[Referring expression grounding data]
######
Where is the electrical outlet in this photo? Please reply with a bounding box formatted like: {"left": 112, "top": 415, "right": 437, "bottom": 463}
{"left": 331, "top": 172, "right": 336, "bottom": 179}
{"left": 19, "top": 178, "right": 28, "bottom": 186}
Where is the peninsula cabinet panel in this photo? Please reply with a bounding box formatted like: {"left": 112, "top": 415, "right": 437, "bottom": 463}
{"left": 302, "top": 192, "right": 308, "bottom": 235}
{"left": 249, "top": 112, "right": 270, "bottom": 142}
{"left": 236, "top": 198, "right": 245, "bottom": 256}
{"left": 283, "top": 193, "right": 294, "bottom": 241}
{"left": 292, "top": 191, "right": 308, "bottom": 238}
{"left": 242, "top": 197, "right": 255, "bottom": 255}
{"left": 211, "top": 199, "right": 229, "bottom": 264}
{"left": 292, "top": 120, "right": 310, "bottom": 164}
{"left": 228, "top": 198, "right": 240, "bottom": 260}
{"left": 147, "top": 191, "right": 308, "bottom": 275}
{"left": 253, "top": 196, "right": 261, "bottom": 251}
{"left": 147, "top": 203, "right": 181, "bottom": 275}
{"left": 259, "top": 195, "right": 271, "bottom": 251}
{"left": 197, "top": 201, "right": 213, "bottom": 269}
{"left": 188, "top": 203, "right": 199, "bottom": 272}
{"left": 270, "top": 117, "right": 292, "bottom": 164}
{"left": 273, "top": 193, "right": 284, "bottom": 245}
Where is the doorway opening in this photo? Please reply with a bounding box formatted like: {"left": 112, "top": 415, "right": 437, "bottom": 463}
######
Reproduce the entries above in full by retyping them exactly.

## Response below
Where is the electrical outlet in this photo? Please reply with a bounding box formatted like: {"left": 112, "top": 415, "right": 437, "bottom": 463}
{"left": 331, "top": 172, "right": 336, "bottom": 179}
{"left": 19, "top": 178, "right": 28, "bottom": 186}
Where is the peninsula cabinet panel in this photo? Please reply with a bounding box formatted like: {"left": 112, "top": 415, "right": 437, "bottom": 463}
{"left": 302, "top": 192, "right": 308, "bottom": 235}
{"left": 249, "top": 112, "right": 270, "bottom": 142}
{"left": 236, "top": 198, "right": 245, "bottom": 256}
{"left": 283, "top": 193, "right": 294, "bottom": 241}
{"left": 292, "top": 191, "right": 308, "bottom": 238}
{"left": 242, "top": 197, "right": 255, "bottom": 255}
{"left": 211, "top": 199, "right": 229, "bottom": 264}
{"left": 292, "top": 120, "right": 310, "bottom": 164}
{"left": 228, "top": 198, "right": 240, "bottom": 260}
{"left": 147, "top": 191, "right": 308, "bottom": 275}
{"left": 253, "top": 196, "right": 261, "bottom": 251}
{"left": 147, "top": 203, "right": 181, "bottom": 275}
{"left": 259, "top": 195, "right": 271, "bottom": 251}
{"left": 197, "top": 201, "right": 213, "bottom": 269}
{"left": 188, "top": 203, "right": 199, "bottom": 272}
{"left": 270, "top": 117, "right": 292, "bottom": 164}
{"left": 273, "top": 193, "right": 284, "bottom": 245}
Where is the doorway opening in this photo? Please reply with a bounding box formatted like: {"left": 112, "top": 415, "right": 437, "bottom": 463}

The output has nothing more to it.